EXERCISE >>
Copy the passage about the Globalized Fatherhood conference, starting at the words "The second part" and ending after "catalyzing these changes.", and change "closed workshop" to "private workshop".

STUDY TEXT >>
Globalized Fatherhood

From April 13–15, 2012, scholars from around the world gathered at Yale’s Anthropology department for a conference addressing emergent trends of fatherhood in an increasingly globalized world. The disciplinary backgrounds of the participants were quite diverse, including anthropology, sociology, gender studies, epidemiology/public health, human geography, and obstetrics/gynecology. Organized by Marcia C. Inhorn, William K. Lanman Jr. Professor of Anthropology and International Affairs at Yale, the conference was held as part of a larger effort to expand on the study of masculinities, particularly as it relates to changes in larger social, political, economic, and cultural structures. Sponsored by the Council on Middle East Studies, the conference was generously funded by the Edward and Dorothy Clarke Kempf Fund of the MacMillan Center, as well as CMES’s grant from the U.S. Department of Education Title VI National Resource Center Program.

The first day of the conference was open to the public, so that students, professors and community members could attend the presentations given by distinguished scholars from institutions including University of Oxford, University of Cambridge, National University of Singapore, Osaka University, University of Copenhagen, University College London, and, closer to home, Brown, Harvard, and Columbia, among others. The lectures addressed a number of topics across a wide geographical span, ranging from Gaza fathers caring for their children undergoing cancer treatment in Israel, to the complicated relationships created between Australian gay fathers and Indian surrogate mothers. The presentations were divided into eight different panels, each addressing an overarching theme: corporate fatherhood, transnational fatherhood, technological fatherhood, donor fatherhood, gay/surrogate fatherhood, clinical fatherhood, unfamiliar fatherhood, and imperiled fatherhood.

The second part of the conference, which took place over two days, consisted of a closed workshop designed to discuss precirculated papers written by all of the invited presenters. An hour was dedicated to each paper, constructively exploring suggestions for revision and publication. Inhorn’s hope is that the revised papers produced from this conference will soon be published as part of an edited volume on Globalized Fatherhood, a proposal for which will be submitted to the “Fertility, Reproduction, and Sexuality” series at Berghahn Books, a major anthropological publisher. Such an edited collection of insightful ethnographic explorations will ultimately shed light on the ways that fatherhood is being transformed across the world and the many factors that are catalyzing these changes.

Source data:
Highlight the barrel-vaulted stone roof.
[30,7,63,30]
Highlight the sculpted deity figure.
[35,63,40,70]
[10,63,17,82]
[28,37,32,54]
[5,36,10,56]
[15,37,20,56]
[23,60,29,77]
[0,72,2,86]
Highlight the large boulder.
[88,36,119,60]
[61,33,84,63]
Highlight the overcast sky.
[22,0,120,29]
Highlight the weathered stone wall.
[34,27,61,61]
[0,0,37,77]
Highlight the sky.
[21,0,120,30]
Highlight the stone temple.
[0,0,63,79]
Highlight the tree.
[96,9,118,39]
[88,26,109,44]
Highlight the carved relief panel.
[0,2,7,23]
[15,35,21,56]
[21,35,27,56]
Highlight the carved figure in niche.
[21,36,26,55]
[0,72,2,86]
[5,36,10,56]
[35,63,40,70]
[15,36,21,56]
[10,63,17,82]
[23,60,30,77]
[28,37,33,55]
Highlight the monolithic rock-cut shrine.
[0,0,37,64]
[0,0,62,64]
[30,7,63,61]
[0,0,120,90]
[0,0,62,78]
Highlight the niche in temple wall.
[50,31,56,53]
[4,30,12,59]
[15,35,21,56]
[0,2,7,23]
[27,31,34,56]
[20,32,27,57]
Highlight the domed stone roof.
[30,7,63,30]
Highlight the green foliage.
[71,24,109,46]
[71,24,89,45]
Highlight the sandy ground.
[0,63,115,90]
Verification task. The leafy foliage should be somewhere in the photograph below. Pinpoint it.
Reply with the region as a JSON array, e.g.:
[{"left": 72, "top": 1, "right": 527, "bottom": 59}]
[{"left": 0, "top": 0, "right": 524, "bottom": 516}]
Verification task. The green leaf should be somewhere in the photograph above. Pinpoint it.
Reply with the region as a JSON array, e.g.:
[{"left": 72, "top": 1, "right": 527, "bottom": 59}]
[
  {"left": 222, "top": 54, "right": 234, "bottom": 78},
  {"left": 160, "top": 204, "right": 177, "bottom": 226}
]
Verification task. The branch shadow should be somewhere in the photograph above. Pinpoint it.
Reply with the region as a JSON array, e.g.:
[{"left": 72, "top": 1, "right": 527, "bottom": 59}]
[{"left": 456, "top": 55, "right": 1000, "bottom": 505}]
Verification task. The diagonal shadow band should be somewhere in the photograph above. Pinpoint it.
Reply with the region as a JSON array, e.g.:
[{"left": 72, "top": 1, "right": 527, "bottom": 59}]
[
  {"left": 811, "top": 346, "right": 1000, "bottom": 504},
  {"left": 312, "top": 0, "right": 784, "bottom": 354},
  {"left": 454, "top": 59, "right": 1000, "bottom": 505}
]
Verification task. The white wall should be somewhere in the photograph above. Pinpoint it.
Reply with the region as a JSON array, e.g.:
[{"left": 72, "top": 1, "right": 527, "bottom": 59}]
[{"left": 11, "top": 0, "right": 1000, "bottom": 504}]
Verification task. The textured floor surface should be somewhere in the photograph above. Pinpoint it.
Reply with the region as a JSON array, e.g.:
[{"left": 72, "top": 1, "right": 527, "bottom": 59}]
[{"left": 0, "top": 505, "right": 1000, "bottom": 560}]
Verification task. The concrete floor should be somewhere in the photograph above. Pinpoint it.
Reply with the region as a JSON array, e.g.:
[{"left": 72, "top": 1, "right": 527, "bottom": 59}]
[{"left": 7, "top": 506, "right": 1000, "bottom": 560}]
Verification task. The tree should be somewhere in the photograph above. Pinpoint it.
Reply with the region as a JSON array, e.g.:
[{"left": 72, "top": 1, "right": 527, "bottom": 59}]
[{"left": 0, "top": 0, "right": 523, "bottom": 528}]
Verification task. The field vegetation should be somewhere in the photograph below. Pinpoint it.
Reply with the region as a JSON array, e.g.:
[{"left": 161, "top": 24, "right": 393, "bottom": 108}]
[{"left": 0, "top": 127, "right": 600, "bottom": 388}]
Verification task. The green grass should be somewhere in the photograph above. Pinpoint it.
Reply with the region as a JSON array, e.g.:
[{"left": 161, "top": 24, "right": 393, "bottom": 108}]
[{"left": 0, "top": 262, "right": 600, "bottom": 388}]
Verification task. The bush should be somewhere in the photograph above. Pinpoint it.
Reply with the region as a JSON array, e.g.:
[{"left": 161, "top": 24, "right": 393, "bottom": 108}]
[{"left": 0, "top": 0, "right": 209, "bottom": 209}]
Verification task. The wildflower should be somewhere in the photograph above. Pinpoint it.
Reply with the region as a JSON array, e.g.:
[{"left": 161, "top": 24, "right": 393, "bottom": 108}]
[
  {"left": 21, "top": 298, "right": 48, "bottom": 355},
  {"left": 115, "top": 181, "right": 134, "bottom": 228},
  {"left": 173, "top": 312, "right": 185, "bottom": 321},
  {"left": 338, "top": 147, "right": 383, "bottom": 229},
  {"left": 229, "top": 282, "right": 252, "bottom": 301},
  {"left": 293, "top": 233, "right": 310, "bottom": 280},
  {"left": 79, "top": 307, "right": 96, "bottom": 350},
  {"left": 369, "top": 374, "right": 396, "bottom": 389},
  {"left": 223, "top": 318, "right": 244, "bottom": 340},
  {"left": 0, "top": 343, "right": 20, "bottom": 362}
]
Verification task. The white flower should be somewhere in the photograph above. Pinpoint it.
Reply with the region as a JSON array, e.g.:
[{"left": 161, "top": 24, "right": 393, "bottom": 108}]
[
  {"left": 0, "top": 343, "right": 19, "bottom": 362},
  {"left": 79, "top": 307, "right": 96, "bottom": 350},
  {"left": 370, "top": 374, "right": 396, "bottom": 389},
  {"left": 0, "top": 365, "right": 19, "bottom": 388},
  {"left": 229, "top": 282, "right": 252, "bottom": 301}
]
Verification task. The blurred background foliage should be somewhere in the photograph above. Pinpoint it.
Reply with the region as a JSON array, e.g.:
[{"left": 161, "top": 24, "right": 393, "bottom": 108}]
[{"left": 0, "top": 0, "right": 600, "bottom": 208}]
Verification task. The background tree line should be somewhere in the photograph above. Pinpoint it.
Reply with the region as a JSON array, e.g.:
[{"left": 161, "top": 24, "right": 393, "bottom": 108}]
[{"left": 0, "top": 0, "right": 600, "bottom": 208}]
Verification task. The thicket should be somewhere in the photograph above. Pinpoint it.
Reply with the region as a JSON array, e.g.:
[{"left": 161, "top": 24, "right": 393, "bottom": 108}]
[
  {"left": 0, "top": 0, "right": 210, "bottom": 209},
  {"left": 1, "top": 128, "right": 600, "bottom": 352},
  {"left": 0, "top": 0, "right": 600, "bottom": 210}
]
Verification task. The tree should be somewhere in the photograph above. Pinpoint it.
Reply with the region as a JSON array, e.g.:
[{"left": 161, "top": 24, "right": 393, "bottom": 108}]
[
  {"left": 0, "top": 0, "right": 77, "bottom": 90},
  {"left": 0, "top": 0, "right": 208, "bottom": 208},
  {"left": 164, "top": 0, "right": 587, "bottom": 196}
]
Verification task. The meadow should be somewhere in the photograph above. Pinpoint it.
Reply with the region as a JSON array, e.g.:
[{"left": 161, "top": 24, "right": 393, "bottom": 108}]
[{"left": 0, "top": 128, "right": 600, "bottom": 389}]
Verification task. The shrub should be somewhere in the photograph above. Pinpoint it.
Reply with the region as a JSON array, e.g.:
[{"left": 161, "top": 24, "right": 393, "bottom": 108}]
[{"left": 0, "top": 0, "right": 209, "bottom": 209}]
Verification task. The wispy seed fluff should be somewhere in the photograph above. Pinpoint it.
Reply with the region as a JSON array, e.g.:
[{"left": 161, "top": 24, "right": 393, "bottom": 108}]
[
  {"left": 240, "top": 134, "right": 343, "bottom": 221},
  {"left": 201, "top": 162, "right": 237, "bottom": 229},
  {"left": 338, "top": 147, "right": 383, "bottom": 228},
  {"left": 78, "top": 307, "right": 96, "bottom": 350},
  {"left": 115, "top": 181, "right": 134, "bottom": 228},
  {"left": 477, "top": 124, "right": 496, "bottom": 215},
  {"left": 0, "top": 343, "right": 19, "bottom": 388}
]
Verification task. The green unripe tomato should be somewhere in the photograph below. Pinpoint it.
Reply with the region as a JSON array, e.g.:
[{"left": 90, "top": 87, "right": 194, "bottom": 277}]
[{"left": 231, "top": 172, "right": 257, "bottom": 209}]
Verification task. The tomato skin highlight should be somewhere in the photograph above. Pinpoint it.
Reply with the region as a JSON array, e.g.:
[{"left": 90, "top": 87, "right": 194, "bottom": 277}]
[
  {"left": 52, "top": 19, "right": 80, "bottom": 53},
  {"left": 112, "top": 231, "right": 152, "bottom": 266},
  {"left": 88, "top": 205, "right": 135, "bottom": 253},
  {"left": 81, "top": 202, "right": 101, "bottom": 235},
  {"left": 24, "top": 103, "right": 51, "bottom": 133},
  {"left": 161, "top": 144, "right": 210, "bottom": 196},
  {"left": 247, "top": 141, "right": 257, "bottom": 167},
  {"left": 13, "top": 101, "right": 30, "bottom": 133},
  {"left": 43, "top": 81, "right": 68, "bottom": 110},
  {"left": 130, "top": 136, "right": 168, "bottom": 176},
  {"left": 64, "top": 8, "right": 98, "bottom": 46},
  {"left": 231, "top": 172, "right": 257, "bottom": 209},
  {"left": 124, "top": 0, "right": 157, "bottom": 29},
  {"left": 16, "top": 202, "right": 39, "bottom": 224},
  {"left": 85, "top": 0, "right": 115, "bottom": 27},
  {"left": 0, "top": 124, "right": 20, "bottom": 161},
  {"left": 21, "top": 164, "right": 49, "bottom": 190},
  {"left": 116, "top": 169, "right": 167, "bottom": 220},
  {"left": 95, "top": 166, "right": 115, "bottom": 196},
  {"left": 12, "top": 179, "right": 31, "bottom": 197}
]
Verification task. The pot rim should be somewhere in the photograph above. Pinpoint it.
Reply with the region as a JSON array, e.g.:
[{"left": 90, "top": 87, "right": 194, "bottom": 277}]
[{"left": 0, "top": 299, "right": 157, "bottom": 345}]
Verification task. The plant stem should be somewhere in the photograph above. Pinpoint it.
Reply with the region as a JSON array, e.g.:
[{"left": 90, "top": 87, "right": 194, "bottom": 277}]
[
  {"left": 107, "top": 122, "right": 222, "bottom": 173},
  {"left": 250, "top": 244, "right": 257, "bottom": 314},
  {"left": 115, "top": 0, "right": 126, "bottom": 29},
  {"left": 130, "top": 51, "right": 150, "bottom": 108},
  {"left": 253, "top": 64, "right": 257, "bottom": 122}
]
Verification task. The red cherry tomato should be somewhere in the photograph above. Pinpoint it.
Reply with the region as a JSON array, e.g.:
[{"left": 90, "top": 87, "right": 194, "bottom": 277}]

SOLUTION FOR THIS TASK >>
The second part of the conference, which took place over two days, consisted of a private workshop designed to discuss precirculated papers written by all of the invited presenters. An hour was dedicated to each paper, constructively exploring suggestions for revision and publication. Inhorn’s hope is that the revised papers produced from this conference will soon be published as part of an edited volume on Globalized Fatherhood, a proposal for which will be submitted to the “Fertility, Reproduction, and Sexuality” series at Berghahn Books, a major anthropological publisher. Such an edited collection of insightful ethnographic explorations will ultimately shed light on the ways that fatherhood is being transformed across the world and the many factors that are catalyzing these changes.